**EXERCISE OBJECTIVE:**
Below are records; copy every line in them that holds the word "wooden".

==================================================

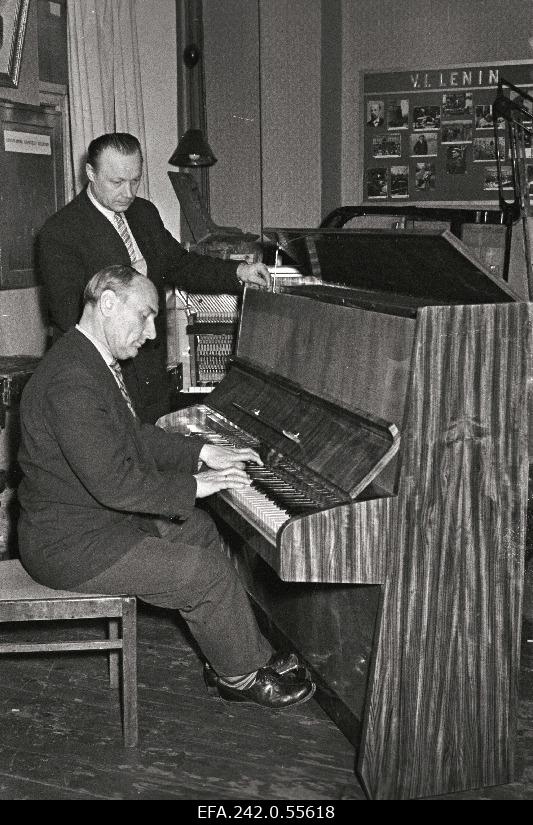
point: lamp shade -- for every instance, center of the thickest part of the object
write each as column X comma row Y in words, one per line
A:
column 193, row 150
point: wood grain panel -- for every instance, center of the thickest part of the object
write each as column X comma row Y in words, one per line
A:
column 442, row 700
column 446, row 549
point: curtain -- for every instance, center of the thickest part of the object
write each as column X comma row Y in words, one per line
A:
column 104, row 77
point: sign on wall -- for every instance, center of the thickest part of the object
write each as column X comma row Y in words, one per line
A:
column 429, row 134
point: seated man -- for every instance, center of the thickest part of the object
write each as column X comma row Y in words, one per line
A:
column 107, row 223
column 108, row 503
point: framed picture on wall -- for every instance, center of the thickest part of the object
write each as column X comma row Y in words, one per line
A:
column 13, row 16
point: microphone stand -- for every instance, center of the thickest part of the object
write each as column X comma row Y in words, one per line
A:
column 513, row 112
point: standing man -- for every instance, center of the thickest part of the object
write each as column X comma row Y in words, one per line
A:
column 108, row 224
column 108, row 503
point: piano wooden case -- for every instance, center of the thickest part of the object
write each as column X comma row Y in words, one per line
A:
column 399, row 384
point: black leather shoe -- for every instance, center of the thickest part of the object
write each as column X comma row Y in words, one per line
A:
column 282, row 663
column 269, row 690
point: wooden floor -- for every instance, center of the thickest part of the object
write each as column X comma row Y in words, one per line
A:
column 60, row 734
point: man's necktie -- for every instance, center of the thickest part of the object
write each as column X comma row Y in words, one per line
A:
column 125, row 235
column 115, row 366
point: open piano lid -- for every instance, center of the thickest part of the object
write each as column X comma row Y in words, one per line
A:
column 344, row 449
column 422, row 265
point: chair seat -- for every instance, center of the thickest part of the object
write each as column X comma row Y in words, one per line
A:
column 17, row 584
column 24, row 600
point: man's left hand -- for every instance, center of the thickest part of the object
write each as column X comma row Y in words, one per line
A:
column 255, row 274
column 223, row 458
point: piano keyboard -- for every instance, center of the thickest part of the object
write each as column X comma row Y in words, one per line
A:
column 272, row 499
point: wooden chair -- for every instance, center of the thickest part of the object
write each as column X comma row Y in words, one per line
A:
column 23, row 600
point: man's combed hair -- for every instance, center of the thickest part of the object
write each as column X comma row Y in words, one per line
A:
column 122, row 142
column 117, row 277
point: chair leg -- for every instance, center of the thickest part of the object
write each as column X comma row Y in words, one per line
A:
column 129, row 672
column 112, row 632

==================================================

**RESULT OF THIS TASK:**
point: piano wooden case -- for every instance, center of the thickest part of the object
point: wooden floor -- for every instance, center of the thickest part of the object
point: wooden chair -- for every instance, center of the thickest part of the object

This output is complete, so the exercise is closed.